- Source extract
^^^^^^^^

Dells are cheaper, efficient, and compatible with everything, especially with people getting rid of towers these days and getting the regular desktop module and multiple virtual machines on it.



and for Mac Pro for personal use? gaming and stuff, are you really going to install windows and play windows based games (which is basically all the new and high end games) with an over priced desktop? when u have the choice of purchasing a gaming desktop at half the price and deliver the same gaming performance? and if not for gaming i guess its OK for maybe designing and art, but those thinks can be done in an iMac.


the only reason why i would think people would get a Mac Pro is to show off, and the server seems utterly useless your company is run totally of mac, which would lead to alot of problems (most companies that still go all mac still have a couple of windows machines or bootcamp of windows)


windows has the business game on lock, like the iOS has the mobile game on lock (and come on dont compare it to an android, android is a camry compared to the iOS which is a bently)

they are gonna drop this line, unless they really think they can break into the business side (which i highly doubt) with the mac OS. maybe in the future, but i highly doubt it.

^^^^^^^^

- Challenge
From the post about the Mac Pro, output the passage that begins at the words "windows has the" and stops after "highly doubt it.", copied word for word. The material that comes next isn't needed for anything here.

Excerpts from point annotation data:
^^^^^^^^

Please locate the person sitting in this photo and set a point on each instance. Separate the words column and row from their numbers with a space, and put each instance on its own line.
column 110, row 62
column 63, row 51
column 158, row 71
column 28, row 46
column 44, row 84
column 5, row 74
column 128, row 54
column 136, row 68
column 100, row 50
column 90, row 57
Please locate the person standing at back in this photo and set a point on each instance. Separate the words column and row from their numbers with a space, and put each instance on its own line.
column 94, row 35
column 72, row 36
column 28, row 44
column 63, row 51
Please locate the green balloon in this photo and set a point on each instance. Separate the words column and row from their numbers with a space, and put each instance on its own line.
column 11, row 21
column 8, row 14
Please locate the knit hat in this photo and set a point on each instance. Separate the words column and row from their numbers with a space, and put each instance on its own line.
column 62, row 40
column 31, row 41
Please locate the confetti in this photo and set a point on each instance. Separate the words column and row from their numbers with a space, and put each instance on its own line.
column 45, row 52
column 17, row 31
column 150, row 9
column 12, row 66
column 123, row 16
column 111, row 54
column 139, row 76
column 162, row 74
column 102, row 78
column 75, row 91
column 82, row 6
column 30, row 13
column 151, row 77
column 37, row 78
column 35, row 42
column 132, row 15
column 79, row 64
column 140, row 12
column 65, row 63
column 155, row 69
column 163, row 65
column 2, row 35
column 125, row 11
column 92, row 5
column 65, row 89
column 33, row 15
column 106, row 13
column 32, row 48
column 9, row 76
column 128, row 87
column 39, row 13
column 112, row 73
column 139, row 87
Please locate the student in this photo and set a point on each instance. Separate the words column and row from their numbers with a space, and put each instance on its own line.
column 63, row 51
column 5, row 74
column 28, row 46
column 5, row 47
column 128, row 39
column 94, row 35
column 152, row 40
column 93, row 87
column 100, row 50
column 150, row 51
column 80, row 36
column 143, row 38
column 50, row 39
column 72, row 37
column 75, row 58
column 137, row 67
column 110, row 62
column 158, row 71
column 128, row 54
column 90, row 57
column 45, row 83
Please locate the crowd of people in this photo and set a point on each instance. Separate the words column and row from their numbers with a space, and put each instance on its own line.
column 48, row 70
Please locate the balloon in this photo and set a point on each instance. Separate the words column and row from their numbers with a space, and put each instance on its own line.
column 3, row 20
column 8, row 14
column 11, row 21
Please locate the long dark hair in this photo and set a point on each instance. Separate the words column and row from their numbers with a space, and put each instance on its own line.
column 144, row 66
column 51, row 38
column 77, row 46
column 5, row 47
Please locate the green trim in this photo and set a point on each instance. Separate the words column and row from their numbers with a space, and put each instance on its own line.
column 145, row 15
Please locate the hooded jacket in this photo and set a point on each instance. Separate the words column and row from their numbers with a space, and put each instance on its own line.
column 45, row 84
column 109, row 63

^^^^^^^^

- Response
windows has the business game on lock, like the iOS has the mobile game on lock (and come on dont compare it to an android, android is a camry compared to the iOS which is a bently)

they are gonna drop this line, unless they really think they can break into the business side (which i highly doubt) with the mac OS. maybe in the future, but i highly doubt it.